[Dataset entries]

---------------

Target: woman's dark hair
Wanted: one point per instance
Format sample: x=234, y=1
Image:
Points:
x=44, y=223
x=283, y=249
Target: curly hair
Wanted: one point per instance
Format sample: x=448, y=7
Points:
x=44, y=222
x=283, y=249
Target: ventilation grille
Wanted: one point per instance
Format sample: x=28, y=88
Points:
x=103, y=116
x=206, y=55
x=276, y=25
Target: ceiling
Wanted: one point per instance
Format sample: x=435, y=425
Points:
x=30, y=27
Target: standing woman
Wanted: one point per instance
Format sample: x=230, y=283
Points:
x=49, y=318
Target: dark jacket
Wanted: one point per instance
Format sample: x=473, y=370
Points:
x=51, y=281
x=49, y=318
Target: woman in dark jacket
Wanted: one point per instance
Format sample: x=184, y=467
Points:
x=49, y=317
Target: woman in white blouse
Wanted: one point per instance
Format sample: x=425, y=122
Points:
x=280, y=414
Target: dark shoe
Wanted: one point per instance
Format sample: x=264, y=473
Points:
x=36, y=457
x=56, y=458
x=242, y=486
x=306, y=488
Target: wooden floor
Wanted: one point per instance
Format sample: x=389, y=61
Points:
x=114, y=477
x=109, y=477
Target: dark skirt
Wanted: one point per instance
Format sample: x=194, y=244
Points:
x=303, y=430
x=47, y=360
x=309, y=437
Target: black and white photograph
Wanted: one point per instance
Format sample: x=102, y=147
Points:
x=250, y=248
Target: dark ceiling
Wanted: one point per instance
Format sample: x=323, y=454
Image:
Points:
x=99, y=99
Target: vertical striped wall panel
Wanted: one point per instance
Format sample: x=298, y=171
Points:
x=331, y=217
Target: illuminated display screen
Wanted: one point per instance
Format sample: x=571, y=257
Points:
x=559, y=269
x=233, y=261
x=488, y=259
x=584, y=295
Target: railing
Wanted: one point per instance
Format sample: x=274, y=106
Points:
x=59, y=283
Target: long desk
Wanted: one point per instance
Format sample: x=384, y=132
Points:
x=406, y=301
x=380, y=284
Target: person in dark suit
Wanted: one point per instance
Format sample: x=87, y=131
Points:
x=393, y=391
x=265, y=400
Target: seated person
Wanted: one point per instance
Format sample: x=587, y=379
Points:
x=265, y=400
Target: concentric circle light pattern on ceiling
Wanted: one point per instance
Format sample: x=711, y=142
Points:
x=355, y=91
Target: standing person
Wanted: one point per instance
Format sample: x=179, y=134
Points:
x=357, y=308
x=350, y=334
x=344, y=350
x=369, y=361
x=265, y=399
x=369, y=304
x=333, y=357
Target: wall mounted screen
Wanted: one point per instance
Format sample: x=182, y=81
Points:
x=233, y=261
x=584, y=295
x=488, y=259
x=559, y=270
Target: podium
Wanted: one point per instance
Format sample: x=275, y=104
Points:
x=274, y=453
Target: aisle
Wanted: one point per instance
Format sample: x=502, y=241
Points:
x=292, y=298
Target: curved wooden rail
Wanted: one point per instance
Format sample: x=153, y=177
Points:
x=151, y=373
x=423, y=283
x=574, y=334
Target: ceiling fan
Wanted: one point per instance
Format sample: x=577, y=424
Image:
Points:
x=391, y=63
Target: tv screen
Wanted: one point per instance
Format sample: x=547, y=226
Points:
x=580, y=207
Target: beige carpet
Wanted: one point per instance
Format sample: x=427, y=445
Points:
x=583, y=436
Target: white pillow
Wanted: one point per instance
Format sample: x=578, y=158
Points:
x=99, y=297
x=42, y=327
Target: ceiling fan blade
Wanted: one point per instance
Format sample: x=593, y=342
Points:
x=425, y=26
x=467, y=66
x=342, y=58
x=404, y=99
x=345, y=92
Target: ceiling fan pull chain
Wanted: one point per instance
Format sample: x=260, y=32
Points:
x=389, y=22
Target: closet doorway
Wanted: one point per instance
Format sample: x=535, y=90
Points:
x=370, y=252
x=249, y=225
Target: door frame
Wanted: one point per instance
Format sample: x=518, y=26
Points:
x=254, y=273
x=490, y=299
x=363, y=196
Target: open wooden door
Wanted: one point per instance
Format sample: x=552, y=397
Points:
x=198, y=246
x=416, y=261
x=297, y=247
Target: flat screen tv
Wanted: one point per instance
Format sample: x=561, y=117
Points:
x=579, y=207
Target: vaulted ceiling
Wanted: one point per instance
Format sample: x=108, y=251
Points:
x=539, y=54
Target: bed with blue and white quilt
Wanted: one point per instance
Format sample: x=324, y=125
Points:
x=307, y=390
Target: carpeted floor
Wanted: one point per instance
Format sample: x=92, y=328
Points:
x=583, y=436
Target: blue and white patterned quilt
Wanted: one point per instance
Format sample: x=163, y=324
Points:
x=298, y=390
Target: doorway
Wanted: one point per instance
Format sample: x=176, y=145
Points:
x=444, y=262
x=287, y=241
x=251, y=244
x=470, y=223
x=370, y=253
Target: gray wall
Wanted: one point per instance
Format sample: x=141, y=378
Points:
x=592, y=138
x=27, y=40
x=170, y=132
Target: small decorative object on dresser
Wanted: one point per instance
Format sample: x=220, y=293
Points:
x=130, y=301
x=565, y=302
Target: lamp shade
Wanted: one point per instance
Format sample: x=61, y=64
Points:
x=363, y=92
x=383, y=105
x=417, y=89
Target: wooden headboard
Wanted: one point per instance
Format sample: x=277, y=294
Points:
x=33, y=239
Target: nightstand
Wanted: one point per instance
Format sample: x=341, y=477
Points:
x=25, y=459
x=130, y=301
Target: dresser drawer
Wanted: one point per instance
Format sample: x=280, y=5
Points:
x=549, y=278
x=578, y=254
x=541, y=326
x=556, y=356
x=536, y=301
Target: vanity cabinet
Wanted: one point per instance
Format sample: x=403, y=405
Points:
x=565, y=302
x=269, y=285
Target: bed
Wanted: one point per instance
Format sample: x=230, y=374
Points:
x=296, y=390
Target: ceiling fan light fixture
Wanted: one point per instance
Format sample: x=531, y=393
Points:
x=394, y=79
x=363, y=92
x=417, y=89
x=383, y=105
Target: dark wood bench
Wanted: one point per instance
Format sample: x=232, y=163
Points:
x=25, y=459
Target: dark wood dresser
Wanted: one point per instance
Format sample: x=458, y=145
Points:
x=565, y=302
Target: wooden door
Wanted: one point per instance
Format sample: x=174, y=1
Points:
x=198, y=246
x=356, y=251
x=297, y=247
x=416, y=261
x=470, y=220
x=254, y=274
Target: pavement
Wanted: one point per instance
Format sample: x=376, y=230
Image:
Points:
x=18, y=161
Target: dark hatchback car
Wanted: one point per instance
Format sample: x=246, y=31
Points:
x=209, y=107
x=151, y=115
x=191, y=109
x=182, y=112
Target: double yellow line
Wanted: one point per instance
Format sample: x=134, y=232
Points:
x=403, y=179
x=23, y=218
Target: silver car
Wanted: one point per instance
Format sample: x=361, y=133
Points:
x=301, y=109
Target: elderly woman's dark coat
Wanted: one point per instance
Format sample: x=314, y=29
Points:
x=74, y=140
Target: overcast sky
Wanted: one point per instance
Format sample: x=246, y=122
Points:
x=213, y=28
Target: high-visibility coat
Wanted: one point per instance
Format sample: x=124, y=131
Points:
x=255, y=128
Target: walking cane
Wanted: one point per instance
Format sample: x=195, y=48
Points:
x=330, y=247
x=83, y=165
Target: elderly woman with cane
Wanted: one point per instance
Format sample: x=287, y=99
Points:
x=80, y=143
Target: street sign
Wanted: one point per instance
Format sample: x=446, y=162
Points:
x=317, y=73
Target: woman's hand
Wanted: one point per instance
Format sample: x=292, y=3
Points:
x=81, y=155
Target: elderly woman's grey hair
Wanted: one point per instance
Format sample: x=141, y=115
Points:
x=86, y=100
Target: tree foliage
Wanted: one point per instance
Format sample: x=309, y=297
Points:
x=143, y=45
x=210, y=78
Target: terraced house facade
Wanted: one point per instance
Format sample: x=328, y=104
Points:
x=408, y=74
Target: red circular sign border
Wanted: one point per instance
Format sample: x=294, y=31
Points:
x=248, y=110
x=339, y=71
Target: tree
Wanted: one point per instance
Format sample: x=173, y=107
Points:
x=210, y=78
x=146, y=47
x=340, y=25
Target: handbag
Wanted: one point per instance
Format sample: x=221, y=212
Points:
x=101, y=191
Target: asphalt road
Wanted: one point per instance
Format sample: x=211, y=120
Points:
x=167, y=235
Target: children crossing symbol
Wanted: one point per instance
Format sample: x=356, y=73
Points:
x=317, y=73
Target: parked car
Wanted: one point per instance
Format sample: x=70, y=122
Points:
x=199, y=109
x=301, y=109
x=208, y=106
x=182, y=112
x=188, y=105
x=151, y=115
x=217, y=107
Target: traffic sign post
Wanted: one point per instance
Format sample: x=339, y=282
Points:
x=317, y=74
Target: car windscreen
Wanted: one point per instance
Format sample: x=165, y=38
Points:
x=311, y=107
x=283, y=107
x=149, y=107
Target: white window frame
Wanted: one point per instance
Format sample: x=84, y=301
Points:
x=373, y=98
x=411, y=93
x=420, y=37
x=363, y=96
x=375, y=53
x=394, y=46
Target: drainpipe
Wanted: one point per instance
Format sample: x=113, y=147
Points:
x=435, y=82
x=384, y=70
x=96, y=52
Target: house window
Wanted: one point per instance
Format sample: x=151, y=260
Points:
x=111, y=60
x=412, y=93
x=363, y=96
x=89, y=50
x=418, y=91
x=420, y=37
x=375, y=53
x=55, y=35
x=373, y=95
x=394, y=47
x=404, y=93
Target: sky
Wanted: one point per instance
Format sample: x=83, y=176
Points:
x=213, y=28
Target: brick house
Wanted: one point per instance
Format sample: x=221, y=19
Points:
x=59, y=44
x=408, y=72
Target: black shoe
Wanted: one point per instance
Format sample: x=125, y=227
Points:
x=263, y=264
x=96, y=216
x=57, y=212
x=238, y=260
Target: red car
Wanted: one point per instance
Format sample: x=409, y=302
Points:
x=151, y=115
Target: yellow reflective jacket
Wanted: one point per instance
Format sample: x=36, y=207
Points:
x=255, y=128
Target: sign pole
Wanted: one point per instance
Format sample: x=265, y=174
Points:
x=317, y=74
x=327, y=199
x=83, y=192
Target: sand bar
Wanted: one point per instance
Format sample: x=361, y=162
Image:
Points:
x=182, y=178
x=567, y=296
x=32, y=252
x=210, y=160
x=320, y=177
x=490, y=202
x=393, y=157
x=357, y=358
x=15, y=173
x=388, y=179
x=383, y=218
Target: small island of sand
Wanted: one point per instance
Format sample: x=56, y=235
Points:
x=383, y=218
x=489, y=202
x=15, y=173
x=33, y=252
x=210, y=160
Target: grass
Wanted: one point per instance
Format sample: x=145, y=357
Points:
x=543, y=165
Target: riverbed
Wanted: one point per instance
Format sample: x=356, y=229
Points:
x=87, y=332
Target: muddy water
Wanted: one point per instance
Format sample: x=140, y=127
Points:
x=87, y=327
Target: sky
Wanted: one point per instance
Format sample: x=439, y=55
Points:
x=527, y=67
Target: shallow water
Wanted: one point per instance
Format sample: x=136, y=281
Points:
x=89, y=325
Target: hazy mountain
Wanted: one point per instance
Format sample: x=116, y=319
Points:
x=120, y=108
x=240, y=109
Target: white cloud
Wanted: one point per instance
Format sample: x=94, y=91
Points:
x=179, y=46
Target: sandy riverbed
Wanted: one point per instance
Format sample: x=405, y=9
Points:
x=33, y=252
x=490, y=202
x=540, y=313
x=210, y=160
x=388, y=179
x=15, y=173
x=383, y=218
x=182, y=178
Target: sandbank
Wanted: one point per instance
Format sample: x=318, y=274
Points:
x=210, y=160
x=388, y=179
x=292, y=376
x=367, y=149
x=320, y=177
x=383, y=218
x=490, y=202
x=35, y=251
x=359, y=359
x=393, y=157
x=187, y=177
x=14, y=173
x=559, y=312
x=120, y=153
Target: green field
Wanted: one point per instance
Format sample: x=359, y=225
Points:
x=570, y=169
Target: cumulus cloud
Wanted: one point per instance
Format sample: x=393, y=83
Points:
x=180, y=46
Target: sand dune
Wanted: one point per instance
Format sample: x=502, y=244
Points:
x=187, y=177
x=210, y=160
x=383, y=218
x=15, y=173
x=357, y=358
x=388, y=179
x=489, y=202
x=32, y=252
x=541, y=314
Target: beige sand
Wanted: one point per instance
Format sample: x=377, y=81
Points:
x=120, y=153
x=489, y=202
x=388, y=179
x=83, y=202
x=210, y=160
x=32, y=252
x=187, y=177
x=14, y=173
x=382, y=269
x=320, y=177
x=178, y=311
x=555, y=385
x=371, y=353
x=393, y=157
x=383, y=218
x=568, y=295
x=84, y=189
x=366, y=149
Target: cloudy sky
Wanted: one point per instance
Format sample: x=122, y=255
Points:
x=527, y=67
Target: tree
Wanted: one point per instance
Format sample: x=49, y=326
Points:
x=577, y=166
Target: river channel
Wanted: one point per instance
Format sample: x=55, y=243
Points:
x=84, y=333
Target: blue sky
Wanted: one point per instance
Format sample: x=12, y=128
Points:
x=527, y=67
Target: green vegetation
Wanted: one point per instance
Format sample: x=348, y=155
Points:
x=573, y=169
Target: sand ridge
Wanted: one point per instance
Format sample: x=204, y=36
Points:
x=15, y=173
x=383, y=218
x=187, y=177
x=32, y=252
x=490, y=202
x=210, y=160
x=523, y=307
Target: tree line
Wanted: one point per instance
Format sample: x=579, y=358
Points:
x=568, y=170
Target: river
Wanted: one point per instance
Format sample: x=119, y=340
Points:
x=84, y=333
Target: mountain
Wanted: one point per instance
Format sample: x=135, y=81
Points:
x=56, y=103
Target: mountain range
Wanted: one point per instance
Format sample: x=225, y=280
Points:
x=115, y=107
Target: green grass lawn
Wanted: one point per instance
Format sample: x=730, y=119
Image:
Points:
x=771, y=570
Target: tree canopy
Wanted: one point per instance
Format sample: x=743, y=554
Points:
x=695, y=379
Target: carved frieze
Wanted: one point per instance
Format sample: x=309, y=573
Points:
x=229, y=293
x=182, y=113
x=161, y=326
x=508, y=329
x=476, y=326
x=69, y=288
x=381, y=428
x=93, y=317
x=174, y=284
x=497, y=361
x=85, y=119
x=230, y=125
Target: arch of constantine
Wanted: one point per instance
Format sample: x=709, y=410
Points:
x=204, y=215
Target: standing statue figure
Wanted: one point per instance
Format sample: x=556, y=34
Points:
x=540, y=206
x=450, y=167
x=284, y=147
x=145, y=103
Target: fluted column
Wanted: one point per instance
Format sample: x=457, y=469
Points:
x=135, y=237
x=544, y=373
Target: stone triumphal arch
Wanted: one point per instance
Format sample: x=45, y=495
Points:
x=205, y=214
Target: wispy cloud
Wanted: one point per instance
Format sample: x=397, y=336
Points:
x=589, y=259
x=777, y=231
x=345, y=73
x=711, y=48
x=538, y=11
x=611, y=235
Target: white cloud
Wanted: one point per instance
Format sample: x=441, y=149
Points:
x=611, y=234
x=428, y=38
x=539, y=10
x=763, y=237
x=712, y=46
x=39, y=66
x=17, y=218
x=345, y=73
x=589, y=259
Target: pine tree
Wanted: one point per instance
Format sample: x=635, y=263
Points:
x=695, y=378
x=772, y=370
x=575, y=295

---------------

[PROBLEM REQUIREMENTS]: Search the entries above for lines containing the word "sign", and copy each one.

[RESPONSE AREA]:
Target: street sign
Target: red circular sign border
Target: traffic sign post
Target: sign pole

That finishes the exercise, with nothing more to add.